(PROVIDED RECORDS begins)

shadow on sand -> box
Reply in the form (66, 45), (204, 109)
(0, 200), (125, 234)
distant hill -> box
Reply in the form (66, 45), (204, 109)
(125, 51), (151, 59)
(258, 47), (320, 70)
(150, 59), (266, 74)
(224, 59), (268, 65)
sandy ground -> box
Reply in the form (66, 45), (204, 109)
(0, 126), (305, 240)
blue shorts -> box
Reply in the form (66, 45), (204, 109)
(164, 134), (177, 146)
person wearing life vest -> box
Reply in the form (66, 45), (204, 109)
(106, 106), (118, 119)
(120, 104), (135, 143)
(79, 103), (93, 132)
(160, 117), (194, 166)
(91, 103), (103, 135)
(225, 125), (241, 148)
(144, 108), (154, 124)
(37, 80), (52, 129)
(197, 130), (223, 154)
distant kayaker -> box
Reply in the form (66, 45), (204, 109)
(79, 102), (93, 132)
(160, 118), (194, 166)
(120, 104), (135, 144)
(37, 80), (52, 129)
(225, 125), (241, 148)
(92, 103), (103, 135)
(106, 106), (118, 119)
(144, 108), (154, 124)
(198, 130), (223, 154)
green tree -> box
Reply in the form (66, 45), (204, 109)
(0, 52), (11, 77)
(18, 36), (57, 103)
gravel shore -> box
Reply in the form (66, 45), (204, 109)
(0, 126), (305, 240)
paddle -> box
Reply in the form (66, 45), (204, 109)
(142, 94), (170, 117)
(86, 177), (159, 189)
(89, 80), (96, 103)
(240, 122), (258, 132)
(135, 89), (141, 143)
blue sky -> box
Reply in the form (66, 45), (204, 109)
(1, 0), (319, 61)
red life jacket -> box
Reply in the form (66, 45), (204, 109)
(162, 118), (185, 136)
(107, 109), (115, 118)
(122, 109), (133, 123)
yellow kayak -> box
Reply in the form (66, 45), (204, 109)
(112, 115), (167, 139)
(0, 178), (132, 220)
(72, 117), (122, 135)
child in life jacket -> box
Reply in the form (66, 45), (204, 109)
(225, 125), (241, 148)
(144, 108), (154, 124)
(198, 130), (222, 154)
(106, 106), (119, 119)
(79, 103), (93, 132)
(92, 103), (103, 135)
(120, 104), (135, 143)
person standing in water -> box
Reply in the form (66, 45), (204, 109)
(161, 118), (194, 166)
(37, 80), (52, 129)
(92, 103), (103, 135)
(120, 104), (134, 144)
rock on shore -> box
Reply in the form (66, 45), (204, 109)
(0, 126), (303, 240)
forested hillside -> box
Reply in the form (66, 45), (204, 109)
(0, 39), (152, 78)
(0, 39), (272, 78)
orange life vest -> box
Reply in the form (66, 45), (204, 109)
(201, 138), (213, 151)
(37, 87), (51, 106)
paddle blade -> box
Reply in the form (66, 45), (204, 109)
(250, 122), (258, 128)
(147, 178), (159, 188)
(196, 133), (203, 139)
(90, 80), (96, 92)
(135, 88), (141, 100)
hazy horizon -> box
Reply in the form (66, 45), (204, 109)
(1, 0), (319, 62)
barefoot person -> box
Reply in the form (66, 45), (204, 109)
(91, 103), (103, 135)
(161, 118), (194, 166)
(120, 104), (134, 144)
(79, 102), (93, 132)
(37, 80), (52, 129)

(PROVIDED RECORDS ends)

EXERCISE GOAL: Reproduce the data verbatim, line for line.

ANSWER SECTION:
shadow on sand -> box
Reply in the form (66, 45), (204, 109)
(0, 200), (125, 234)
distant hill -> box
Reply in the form (66, 45), (204, 109)
(125, 51), (151, 59)
(258, 47), (320, 70)
(150, 59), (266, 74)
(224, 59), (268, 65)
sandy ground -> box
Reply in the form (66, 45), (204, 109)
(0, 126), (305, 240)
blue shorts -> box
Reply in the form (66, 45), (204, 109)
(164, 134), (177, 146)
person wearing life vest -> box
Reply in the form (66, 45), (204, 109)
(106, 106), (118, 119)
(120, 104), (135, 143)
(79, 103), (93, 132)
(160, 117), (194, 166)
(91, 103), (103, 135)
(225, 125), (241, 148)
(144, 108), (154, 124)
(37, 80), (52, 129)
(197, 130), (223, 154)
distant kayaker -> box
Reply in the form (66, 45), (204, 109)
(79, 102), (93, 132)
(160, 118), (194, 166)
(120, 104), (135, 144)
(37, 80), (52, 129)
(225, 125), (241, 148)
(92, 103), (103, 135)
(106, 106), (118, 119)
(144, 108), (154, 124)
(198, 130), (223, 154)
green tree -> box
Reply in the form (66, 45), (204, 109)
(0, 52), (11, 77)
(18, 36), (57, 103)
gravel shore -> box
Reply in the form (66, 45), (204, 109)
(0, 126), (305, 240)
paddle -> box
Reply in the form (66, 45), (204, 109)
(142, 94), (170, 117)
(86, 177), (159, 189)
(89, 80), (96, 103)
(240, 122), (258, 132)
(135, 89), (141, 143)
blue sky -> box
Reply in the form (66, 45), (204, 109)
(1, 0), (319, 61)
red life jacket -> box
Reply in the form (66, 45), (204, 109)
(162, 118), (185, 136)
(107, 109), (115, 118)
(122, 109), (133, 123)
yellow kayak -> box
Reply in the form (66, 45), (204, 109)
(112, 115), (167, 139)
(0, 178), (132, 220)
(72, 117), (122, 135)
child in life jacket -> box
Reply in the form (66, 45), (204, 109)
(225, 125), (241, 148)
(144, 108), (154, 124)
(198, 130), (222, 154)
(106, 106), (119, 119)
(79, 103), (93, 132)
(92, 103), (103, 135)
(120, 104), (135, 143)
person standing in water -> box
Reply in the form (66, 45), (204, 109)
(161, 118), (194, 166)
(37, 80), (52, 129)
(92, 103), (103, 135)
(120, 104), (134, 144)
rock on shore -> box
Reply in the form (66, 45), (204, 109)
(0, 126), (303, 240)
forested hillside -> box
Reply in the form (66, 45), (204, 109)
(0, 39), (152, 78)
(0, 39), (272, 78)
orange life vest -> box
Reply in the form (66, 45), (204, 109)
(201, 138), (213, 151)
(37, 87), (51, 106)
paddle blade -> box
Reply in the form (66, 45), (204, 109)
(250, 122), (258, 128)
(147, 178), (159, 188)
(196, 133), (203, 139)
(90, 80), (96, 92)
(135, 88), (141, 100)
hazy horizon -> box
Reply in the form (66, 45), (204, 109)
(1, 0), (319, 62)
barefoot person -> box
Reply in the form (66, 45), (204, 109)
(91, 103), (103, 135)
(161, 118), (194, 166)
(120, 104), (134, 144)
(79, 102), (93, 132)
(37, 80), (52, 129)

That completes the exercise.